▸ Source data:
■ ■ ■

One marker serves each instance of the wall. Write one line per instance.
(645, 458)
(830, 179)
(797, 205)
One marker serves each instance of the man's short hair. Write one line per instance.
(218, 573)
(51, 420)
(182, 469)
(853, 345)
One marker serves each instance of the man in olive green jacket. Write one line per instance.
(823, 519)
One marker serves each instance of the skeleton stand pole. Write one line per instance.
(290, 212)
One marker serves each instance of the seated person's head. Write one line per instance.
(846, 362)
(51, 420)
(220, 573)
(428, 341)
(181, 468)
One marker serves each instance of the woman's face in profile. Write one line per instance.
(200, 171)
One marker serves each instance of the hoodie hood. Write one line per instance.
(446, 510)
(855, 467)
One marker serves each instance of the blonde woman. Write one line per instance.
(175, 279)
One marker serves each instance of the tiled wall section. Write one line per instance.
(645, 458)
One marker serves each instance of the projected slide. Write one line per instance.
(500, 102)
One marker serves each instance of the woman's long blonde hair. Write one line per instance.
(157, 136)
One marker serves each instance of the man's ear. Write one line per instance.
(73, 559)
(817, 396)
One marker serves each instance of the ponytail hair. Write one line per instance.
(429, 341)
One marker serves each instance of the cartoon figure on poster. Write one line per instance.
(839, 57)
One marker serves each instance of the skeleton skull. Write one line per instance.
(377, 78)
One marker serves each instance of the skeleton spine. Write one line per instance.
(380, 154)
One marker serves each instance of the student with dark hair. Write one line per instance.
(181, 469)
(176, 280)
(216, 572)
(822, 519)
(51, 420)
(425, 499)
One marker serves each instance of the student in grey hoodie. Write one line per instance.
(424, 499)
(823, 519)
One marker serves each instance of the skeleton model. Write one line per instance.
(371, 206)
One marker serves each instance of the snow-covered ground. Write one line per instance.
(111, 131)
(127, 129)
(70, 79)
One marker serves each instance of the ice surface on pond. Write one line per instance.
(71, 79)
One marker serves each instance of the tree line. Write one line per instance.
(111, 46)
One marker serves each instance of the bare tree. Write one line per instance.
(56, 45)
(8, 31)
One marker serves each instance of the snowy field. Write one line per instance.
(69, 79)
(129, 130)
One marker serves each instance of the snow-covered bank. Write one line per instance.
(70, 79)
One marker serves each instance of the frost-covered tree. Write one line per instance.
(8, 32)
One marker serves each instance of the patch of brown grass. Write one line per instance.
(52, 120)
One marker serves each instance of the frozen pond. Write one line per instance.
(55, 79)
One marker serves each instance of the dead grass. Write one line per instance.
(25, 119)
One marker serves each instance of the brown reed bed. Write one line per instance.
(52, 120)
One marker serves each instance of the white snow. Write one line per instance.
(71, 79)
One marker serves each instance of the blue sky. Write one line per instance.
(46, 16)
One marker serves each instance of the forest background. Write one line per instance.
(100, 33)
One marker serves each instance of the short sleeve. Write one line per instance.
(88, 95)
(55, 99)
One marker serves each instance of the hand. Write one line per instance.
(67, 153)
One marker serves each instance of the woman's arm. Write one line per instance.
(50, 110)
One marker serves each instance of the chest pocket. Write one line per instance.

■ ■ ■

▸ WHAT YOU NEED TO DO: Word for word, write out each of the records above.

▸ TASK SOLUTION:
One marker serves each instance of the wall. Write one line per instance.
(645, 458)
(830, 179)
(797, 205)
One marker serves each instance of the man's short hair. Write one line per instance.
(218, 573)
(51, 420)
(182, 469)
(853, 345)
One marker serves each instance of the man in olive green jacket. Write one line per instance.
(823, 519)
One marker serves each instance of the skeleton stand pole. Write one line per instance.
(290, 212)
One marker serves each instance of the seated person's head. Write one line per instance.
(846, 362)
(51, 420)
(220, 573)
(428, 341)
(181, 468)
One marker serves each instance of the woman's face in profile. Write one line per instance.
(200, 171)
One marker serves each instance of the hoodie hood. Write one line per instance.
(446, 510)
(855, 467)
One marker serves each instance of the blonde woman. Write one line per instance.
(175, 279)
One marker serves each instance of the tiled wall section. Write one line per instance.
(645, 458)
One marker serves each instance of the projected slide. Write one line per instance.
(500, 102)
One marker serves each instance of the woman's long blonde hair. Write one line per instance.
(157, 136)
One marker serves each instance of the man's ear. Write one line per instance.
(73, 559)
(817, 396)
One marker serves each instance of the ponytail hair. Write one line per instance.
(429, 341)
One marker serves each instance of the cartoon figure on poster. Write one line per instance.
(839, 57)
One marker serves each instance of the skeleton skull. Write one line per instance.
(377, 78)
One marker serves each instance of the skeleton spine. Write one line per instance.
(380, 154)
One marker serves each instance of the student with dark hair. Write one line per instance.
(181, 469)
(176, 280)
(216, 572)
(822, 519)
(51, 420)
(425, 499)
One marker serves each instance of the student in grey hoodie. Write one line per instance.
(424, 499)
(823, 519)
One marker serves each instance of the skeleton model. Write one line per instance.
(371, 206)
One marker serves each instance of the snow-covered ground. Write one line per instance.
(111, 131)
(127, 129)
(70, 79)
One marker serves each instance of the ice surface on pond. Write one line per instance.
(71, 79)
One marker serves each instance of the tree line. Write one line per instance.
(111, 46)
One marker serves each instance of the bare tree. Write one line per instance.
(56, 45)
(8, 31)
One marker serves each instance of the snowy field. Write one line per instance.
(69, 79)
(129, 130)
One marker serves each instance of the snow-covered bank. Write one line per instance.
(70, 79)
One marker serves each instance of the frost-covered tree. Write one line per instance.
(8, 32)
One marker serves each instance of the patch of brown grass. Write one line per instance.
(52, 120)
One marker serves each instance of the frozen pond. Write one line per instance.
(55, 79)
One marker serves each instance of the dead grass. Write one line per instance.
(25, 119)
One marker serves each instance of the brown reed bed. Write one line per instance.
(52, 120)
One marker serves each instance of the white snow. Write one line per instance.
(71, 79)
One marker serves each instance of the blue sky. Write one line per instance.
(46, 16)
One marker serves each instance of the forest background. Write one line per instance.
(100, 33)
One marker serves each instance of the short sleeve. Write one line per instance.
(88, 95)
(55, 99)
One marker serves each instance of the hand. Write one line per instance.
(67, 153)
One marker serves each instance of the woman's arm. Write one line per instance.
(50, 110)
One marker serves each instance of the chest pocket. Write one line per instance.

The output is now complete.